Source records
┌──
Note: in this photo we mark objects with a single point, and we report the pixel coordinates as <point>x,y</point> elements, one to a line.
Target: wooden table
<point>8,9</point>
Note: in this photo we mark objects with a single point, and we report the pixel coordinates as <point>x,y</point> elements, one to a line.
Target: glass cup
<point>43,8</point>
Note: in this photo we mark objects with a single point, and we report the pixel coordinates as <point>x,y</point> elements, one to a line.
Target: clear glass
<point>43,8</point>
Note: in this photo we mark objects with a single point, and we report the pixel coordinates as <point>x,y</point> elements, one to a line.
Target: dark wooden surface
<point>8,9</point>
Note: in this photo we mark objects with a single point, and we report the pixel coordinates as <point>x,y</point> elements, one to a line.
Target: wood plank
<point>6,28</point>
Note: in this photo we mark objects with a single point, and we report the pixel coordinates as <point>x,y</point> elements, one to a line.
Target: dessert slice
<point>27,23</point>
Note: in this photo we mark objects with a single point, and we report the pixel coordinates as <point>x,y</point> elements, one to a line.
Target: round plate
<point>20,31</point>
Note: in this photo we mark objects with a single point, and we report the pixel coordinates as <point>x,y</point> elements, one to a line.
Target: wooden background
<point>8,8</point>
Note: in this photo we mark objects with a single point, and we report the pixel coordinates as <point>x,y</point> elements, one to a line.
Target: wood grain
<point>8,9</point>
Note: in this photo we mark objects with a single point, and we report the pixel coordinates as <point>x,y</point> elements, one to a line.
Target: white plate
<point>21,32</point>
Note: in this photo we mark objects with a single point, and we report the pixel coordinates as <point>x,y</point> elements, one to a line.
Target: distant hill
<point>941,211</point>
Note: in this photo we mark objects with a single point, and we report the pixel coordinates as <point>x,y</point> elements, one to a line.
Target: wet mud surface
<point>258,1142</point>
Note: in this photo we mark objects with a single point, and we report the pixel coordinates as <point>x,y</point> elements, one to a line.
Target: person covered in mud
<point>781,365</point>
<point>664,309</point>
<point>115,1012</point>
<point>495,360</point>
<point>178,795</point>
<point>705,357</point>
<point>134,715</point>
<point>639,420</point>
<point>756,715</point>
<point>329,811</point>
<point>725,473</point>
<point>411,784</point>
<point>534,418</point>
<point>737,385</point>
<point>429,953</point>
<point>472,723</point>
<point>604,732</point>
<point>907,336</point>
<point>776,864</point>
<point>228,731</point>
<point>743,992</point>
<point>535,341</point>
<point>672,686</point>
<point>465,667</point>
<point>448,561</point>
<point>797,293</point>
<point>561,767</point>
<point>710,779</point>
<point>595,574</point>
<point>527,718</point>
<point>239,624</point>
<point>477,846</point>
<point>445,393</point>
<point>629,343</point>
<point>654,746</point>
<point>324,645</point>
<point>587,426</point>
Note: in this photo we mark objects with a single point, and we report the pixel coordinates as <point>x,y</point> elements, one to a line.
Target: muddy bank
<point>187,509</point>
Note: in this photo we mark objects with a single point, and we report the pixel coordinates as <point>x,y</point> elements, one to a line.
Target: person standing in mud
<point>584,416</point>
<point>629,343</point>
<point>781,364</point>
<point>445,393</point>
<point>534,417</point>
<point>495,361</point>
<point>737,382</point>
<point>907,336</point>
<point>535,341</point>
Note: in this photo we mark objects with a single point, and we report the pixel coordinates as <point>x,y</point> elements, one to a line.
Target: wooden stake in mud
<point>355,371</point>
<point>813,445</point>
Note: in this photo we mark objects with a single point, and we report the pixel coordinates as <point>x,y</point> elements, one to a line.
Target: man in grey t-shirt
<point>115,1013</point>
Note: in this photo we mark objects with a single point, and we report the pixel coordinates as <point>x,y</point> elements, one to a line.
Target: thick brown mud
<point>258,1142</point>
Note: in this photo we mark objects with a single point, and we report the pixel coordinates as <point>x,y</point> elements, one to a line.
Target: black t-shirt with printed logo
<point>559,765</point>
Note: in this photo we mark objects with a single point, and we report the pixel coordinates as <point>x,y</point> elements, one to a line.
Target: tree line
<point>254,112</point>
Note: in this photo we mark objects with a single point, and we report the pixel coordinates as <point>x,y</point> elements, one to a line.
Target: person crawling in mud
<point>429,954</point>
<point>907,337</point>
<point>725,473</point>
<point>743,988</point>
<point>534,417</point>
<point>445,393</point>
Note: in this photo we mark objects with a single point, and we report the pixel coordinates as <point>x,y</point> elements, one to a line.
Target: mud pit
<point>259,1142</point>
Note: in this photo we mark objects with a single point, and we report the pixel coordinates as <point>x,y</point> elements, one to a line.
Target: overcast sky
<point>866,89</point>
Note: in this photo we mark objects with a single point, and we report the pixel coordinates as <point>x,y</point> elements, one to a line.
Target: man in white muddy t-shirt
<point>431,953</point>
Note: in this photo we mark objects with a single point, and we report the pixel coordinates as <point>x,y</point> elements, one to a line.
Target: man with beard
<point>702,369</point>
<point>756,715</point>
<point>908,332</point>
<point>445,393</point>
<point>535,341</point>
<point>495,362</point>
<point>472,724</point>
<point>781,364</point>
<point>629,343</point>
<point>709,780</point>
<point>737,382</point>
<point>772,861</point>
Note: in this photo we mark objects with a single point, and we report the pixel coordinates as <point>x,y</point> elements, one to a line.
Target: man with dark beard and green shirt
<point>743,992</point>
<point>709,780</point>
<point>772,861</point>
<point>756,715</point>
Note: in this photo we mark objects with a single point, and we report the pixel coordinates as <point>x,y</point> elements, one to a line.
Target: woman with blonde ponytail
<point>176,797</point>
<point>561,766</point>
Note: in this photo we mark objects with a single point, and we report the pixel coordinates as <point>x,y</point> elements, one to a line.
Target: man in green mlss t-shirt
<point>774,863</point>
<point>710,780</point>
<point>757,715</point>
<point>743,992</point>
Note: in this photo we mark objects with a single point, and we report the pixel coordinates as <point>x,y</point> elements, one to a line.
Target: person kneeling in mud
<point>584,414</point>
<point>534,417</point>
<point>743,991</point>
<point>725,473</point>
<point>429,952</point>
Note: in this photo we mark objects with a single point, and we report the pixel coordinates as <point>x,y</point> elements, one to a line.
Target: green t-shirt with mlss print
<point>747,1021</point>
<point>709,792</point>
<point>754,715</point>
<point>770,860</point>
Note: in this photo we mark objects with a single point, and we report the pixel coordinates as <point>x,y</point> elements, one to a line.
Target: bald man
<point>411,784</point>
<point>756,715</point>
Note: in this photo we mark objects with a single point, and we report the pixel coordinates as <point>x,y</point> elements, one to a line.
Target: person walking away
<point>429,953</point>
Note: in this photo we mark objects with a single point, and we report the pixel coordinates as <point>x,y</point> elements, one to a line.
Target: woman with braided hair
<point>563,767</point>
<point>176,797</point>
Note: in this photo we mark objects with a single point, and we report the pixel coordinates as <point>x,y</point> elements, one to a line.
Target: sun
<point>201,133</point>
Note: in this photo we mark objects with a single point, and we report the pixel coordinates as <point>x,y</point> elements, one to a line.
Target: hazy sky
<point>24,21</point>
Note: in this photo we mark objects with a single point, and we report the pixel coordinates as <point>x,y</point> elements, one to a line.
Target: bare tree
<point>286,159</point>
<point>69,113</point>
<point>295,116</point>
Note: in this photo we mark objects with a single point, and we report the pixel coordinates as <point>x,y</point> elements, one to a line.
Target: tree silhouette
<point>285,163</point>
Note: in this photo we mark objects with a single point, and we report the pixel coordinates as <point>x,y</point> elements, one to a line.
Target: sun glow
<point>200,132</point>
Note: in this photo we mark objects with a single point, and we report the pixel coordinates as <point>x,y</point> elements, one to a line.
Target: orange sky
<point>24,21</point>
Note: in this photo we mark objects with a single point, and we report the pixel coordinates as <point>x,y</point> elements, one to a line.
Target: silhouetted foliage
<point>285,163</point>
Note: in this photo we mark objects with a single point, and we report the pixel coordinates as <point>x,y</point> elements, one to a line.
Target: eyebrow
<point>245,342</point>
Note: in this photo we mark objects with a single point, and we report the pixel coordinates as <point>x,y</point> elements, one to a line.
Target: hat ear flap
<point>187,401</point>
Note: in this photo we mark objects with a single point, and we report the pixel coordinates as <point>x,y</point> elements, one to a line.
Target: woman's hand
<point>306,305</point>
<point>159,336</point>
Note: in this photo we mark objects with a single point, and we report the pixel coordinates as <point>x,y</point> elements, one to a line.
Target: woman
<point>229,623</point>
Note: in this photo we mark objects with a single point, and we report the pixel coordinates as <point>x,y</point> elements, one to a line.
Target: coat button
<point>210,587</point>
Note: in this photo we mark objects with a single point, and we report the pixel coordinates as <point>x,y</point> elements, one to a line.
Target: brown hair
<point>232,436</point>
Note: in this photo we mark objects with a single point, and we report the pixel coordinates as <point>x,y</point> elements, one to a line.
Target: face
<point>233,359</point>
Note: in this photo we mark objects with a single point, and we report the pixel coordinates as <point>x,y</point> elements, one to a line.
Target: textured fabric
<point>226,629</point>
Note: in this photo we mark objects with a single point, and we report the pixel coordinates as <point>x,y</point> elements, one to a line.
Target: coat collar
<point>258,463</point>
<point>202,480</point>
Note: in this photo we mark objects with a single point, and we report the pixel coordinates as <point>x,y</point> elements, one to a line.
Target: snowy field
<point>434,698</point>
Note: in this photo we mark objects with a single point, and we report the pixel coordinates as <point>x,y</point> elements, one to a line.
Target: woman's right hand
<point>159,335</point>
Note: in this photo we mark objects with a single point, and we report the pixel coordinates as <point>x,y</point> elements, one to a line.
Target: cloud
└──
- **Requirements**:
Count the lines in the items above that contain the string "hair". Case counts. Reply with the number alone.

- **Final answer**:
2